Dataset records
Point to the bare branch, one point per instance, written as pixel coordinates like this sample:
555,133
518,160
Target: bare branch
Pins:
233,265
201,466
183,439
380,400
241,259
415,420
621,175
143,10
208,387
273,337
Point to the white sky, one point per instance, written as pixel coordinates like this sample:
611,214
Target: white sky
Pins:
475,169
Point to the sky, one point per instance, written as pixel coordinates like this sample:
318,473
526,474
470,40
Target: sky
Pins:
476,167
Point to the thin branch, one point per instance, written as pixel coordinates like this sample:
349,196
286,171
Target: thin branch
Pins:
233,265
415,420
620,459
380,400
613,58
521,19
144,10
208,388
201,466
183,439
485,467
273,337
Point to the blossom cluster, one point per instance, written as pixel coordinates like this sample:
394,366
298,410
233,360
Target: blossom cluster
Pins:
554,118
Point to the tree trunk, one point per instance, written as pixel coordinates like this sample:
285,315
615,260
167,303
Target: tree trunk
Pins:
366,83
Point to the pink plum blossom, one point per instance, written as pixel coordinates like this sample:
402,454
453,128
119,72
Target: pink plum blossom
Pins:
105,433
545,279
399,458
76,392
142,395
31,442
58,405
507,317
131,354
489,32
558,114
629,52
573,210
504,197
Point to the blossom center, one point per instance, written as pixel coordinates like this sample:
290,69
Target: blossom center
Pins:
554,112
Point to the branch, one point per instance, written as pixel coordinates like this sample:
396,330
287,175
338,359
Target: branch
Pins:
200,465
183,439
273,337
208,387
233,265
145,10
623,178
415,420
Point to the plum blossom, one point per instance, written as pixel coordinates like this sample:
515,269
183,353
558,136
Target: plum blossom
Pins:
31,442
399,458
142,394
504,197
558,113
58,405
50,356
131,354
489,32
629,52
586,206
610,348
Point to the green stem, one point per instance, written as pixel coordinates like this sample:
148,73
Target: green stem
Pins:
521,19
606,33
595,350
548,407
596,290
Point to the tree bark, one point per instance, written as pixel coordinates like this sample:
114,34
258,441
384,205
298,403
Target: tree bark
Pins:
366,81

◆ Goal of the exercise ◆
Return each entry exactly. Leave none out.

◆ Completed task ◆
Point to the bare branch, one point per instance, written as pixel coordinates like this sample:
555,133
518,160
Target: bare branch
Pins:
233,265
201,466
183,439
380,400
241,259
415,420
621,175
143,10
208,387
273,337
Point to the white sky, one point per instance, written as pixel coordinates like this sample:
611,214
Target: white sky
Pins:
475,169
Point to the sky, one point per instance, written as pixel coordinates like this sample:
318,473
526,474
470,40
Target: sky
Pins:
476,167
Point to the thin branch, one point per instance, written as pixel coordinates like this sample:
349,196
286,171
Target: thin branch
Pins:
233,265
415,420
620,459
380,400
613,58
521,19
144,10
208,388
201,466
183,439
485,467
273,337
Point to the blossom cluster, one point per instance, written as pixel coordinates like this sample:
394,366
298,410
233,360
Target: blossom cluster
Pins:
554,118
Point to the tree trunk, one point per instance, written as pixel coordinates like this sample:
285,315
615,260
167,303
Target: tree trunk
Pins:
366,83
Point to the pink plum blossom, one point per instance, written as pixel coordinates like this sample:
402,454
453,128
119,72
Target: pink plum blossom
Pins:
105,433
545,279
399,458
76,392
142,395
31,442
58,405
507,317
131,354
489,32
558,114
629,52
573,210
504,197
Point to the blossom center, one point per instance, written as pixel coordinates like this sample:
290,69
Target: blossom center
Pins:
554,112
Point to the branch, one point per instance, written as pixel coordinates like this sample:
396,330
287,175
338,359
Target: branch
Pins:
200,465
183,439
273,337
208,387
233,265
145,10
623,178
415,420
Point to the plum blossom, one point per instance, written as pixel coordinates like this sample:
515,269
183,353
558,136
Target: plum blossom
Pins:
31,442
399,458
142,394
504,197
558,113
58,405
50,356
131,354
489,32
629,52
586,206
610,348
Point to the green stem, one point per instance, written as pixel coordinates like this sample:
148,73
Target: green stem
Pins:
521,19
606,33
595,350
548,407
596,290
Point to the tree bark, one point per instance, written as pixel coordinates like this sample:
114,34
258,441
384,205
298,403
Target: tree bark
Pins:
366,81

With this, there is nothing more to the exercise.